» Exercise task: Can you write out, word for word, the lines of the listing below, starting with the line containing "Spot the dark wood" and going on through the final line of the listing?

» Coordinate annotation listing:
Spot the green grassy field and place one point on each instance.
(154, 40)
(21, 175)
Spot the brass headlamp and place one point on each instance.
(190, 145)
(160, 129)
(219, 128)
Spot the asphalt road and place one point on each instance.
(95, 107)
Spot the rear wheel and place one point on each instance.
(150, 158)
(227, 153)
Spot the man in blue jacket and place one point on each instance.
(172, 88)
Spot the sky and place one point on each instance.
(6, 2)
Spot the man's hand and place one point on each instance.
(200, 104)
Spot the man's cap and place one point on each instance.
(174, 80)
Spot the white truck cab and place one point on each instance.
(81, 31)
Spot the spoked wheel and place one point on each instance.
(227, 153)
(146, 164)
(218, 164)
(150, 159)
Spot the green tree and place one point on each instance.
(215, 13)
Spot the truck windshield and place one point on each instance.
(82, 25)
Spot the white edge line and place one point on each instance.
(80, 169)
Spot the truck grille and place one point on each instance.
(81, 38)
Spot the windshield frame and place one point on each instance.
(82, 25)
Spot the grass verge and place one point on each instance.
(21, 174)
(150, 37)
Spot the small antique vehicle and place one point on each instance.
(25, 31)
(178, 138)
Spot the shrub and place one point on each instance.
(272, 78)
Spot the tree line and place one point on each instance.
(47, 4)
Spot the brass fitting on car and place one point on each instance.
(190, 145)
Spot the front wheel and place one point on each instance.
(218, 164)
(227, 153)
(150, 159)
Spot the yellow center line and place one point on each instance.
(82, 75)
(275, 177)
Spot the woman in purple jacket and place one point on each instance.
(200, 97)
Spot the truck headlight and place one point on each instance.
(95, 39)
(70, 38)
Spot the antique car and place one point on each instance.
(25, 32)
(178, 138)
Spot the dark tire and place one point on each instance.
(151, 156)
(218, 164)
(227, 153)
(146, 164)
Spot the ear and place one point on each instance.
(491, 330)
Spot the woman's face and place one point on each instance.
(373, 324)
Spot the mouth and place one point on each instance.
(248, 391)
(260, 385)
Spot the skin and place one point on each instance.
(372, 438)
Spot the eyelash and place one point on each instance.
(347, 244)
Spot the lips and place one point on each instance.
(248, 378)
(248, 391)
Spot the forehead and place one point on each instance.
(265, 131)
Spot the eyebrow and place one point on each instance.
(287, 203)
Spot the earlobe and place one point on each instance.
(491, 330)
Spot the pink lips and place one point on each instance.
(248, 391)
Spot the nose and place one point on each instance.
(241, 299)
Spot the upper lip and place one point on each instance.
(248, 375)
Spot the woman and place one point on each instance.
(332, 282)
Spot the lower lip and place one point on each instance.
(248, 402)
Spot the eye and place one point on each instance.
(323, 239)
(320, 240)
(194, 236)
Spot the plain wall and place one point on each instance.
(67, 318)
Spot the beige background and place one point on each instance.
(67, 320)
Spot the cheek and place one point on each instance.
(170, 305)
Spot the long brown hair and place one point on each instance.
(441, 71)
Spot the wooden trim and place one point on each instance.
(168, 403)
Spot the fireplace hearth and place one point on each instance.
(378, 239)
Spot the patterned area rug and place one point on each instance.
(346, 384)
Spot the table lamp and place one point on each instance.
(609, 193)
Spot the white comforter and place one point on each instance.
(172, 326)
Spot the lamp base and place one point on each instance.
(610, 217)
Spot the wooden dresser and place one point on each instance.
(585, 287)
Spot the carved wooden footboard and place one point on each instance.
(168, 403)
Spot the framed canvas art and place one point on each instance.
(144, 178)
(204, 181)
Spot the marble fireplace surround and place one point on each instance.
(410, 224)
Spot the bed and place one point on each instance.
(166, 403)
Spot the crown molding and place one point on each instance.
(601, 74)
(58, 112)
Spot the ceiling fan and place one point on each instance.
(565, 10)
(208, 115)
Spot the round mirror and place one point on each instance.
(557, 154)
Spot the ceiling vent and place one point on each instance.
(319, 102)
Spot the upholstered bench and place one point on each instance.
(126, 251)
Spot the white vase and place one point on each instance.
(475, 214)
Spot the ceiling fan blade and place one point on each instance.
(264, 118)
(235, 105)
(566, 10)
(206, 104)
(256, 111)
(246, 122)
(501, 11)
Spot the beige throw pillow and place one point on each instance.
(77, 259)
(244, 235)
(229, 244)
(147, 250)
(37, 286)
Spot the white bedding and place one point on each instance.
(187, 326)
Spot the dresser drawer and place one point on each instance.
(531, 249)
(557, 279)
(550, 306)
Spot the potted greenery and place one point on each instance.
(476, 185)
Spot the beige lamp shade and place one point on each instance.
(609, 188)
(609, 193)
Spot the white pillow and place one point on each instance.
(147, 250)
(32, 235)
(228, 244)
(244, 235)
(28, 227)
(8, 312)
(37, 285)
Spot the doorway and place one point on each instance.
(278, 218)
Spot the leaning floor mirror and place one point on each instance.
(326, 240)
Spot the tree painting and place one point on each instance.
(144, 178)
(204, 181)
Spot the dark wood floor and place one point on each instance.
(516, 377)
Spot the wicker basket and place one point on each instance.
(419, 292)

» Solution to the problem:
Spot the dark wood floor and place one point on each instance.
(516, 377)
Spot the wicker basket and place one point on each instance.
(419, 292)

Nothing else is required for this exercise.